Records for the exercise
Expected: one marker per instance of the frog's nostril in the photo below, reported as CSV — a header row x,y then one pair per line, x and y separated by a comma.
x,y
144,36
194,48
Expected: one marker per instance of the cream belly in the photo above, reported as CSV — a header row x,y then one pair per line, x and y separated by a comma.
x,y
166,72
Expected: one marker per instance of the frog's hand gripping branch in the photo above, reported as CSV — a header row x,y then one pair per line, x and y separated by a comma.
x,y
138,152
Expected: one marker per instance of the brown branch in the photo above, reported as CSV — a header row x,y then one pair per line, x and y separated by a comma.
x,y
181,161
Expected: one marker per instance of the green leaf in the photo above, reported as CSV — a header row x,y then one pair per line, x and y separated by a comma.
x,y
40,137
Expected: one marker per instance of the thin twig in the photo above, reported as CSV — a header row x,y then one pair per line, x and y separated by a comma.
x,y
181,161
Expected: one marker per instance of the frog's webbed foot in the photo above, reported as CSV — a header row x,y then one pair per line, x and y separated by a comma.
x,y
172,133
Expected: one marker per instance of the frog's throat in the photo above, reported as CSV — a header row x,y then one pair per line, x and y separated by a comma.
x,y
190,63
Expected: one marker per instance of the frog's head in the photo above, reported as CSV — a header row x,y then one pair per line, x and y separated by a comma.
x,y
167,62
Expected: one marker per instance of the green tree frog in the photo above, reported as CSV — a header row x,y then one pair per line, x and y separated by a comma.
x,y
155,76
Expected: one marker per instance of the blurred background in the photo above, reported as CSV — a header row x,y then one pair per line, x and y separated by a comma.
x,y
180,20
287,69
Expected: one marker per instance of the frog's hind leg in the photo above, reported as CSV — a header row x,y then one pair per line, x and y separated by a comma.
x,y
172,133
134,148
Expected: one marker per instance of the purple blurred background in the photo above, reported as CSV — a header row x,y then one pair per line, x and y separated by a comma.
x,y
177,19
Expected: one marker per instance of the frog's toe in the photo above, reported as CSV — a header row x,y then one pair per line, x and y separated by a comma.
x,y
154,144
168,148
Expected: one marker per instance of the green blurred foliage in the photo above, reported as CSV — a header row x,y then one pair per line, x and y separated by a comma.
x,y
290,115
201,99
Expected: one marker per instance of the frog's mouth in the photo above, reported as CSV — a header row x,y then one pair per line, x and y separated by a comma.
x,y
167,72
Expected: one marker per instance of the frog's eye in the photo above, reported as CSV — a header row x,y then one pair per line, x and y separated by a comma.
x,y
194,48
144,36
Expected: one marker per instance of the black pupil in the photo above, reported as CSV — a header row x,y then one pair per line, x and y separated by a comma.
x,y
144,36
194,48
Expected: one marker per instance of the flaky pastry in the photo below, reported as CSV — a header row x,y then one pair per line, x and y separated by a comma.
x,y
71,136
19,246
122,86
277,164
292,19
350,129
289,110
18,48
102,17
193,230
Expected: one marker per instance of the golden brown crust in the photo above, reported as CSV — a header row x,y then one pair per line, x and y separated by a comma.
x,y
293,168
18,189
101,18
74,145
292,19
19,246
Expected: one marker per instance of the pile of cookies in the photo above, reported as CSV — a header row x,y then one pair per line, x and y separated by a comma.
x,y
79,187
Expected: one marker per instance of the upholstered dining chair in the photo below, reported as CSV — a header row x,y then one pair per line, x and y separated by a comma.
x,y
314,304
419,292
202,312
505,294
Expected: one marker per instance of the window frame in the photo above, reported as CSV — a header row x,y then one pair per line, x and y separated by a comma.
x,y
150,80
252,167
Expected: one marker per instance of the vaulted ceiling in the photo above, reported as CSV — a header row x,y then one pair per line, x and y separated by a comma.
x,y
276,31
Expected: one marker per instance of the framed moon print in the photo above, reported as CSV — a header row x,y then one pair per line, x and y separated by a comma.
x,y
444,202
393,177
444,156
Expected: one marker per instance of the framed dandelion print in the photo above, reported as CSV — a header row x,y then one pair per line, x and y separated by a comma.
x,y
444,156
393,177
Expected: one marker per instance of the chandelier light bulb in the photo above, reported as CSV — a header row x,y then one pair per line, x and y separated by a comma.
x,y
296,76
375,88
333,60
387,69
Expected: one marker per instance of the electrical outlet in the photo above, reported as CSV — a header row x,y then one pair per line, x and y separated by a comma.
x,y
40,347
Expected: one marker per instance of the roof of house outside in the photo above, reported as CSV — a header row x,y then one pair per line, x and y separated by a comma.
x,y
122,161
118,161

About this exercise
Transcribe the data above completely and exactly.

Answer to the exercise
Expected: one marker per instance of the frog's nostril in the photo below, reported as CSV — a header row x,y then one pair per line, x and y separated by a comma.
x,y
144,36
194,48
Expected: one marker per instance of the cream belly in the photo above, reported as CSV — a header row x,y then one pair per line, x and y separated by a comma.
x,y
166,72
Expected: one marker per instance of the frog's hand gripping branch in the photo above, reported as CSV — a header row x,y then one pair per line, x and y separated by a comma.
x,y
138,152
Expected: one marker per instance of the brown branch in the photo above, reported as CSV — a header row x,y then one pair per line, x and y separated by a comma.
x,y
181,161
Expected: one marker per instance of the green leaf in the photo above, reported as CSV — a header row x,y then one pair per line, x and y separated by a comma.
x,y
40,137
Expected: one marker per instance of the thin twig in the photo above, reported as CSV — a header row x,y then one pair per line, x and y separated by a comma.
x,y
181,161
Expected: one marker per instance of the frog's webbed foot in the photo above, reported as CSV — a header row x,y then one pair per line, x and y separated by a comma.
x,y
172,133
Expected: one marker per instance of the frog's throat in the photo above, reported as CSV — a header row x,y then one pair per line, x and y separated by a comma.
x,y
190,63
Expected: one marker per instance of the frog's head in the photo above, reported as CSV — a header row x,y then one pair per line, x and y separated by a comma.
x,y
167,62
Expected: one marker per instance of the green tree frog in the photo above, reported as CSV — a header row x,y then one pair per line, x and y separated by a comma.
x,y
155,76
Expected: one marker per instance of the blurred background in the photo above, reported as CSV — a header row x,y then one pair per line, x and y separated by a comma.
x,y
180,20
287,69
Expected: one marker per instance of the frog's hind leg in the photo above, reported as CSV — a header row x,y then one pair per line, x and y separated by a comma.
x,y
172,133
134,148
Expected: one marker per instance of the purple blurred background in the photo above, reported as CSV — a header row x,y then one pair per line, x and y separated by a comma.
x,y
177,19
Expected: one marker per instance of the frog's toe in the photo above, reported as CSV — a header row x,y then one pair per line, x and y separated by a comma.
x,y
154,144
168,148
Expected: one marker per instance of the green blurred foliage in the photo above, reported as CSV — a header row x,y then one pair per line, x and y separated by a comma.
x,y
290,115
201,99
Expected: one marker per instance of the frog's mouth in the photo above, reported as CSV — a header row x,y then one pair per line, x and y separated by a comma.
x,y
167,72
Expected: one marker per instance of the frog's eye in the photo above, reported as CSV — a header row x,y then one pair per line, x and y separated by a comma.
x,y
194,48
144,36
Expected: one marker per instance of the black pupil in the photo above, reported as CSV — a header row x,y then one pair per line, x and y separated by a comma.
x,y
144,36
194,48
Expected: one marker per instance of the flaky pastry in the photo below, reported as CSV — a header row x,y then one pair per line, x and y separated by a comma.
x,y
71,136
19,246
122,86
277,164
292,19
350,129
289,110
18,48
102,17
193,230
Expected: one marker per instance of the golden brown crust in the photo above, reported as CSV — a header row x,y then one pair per line, x and y separated by a comma.
x,y
293,168
18,189
101,18
74,145
292,19
19,246
Expected: one marker per instance of the pile of cookies in the photo above, reported as CSV — a header row x,y then one pair per line, x and y separated by a comma.
x,y
79,187
Expected: one marker per instance of the upholstered dining chair in the photo below, reported as CSV — a header row x,y then one pair per line, x and y separated by a comma.
x,y
314,304
419,292
202,312
505,294
Expected: one marker per instance of the window frame in the photo above, reported as CSV — a header row x,y then one pair per line, x and y separated by a comma.
x,y
150,80
252,167
Expected: one marker per instance of the vaulted ceiling in the photo above, reported as CSV — a header row x,y then one pair per line, x and y separated by a comma.
x,y
276,31
Expected: one marker per instance of the framed moon print in the photo above, reported as CSV — a header row x,y then one pair per line, x and y separated by a comma.
x,y
444,202
393,177
444,156
Expected: one marker per instance of the framed dandelion print in the photo above, reported as CSV — a header row x,y then one pair per line, x and y separated by a comma.
x,y
444,156
393,177
Expected: one marker per instance of the chandelier light bulb in the photo above, reported as CSV — a header row x,y then one pair per line, x and y separated by a comma.
x,y
296,76
375,88
333,60
387,69
Expected: one marker per instance of the electrical outlet in the photo above, reported as CSV — a header row x,y then one pair per line, x and y separated by a comma.
x,y
40,347
Expected: one marker per instance of the roof of house outside in the photo above, reported as CSV — a header row x,y then one pair per line, x and y separated by a comma.
x,y
122,161
118,161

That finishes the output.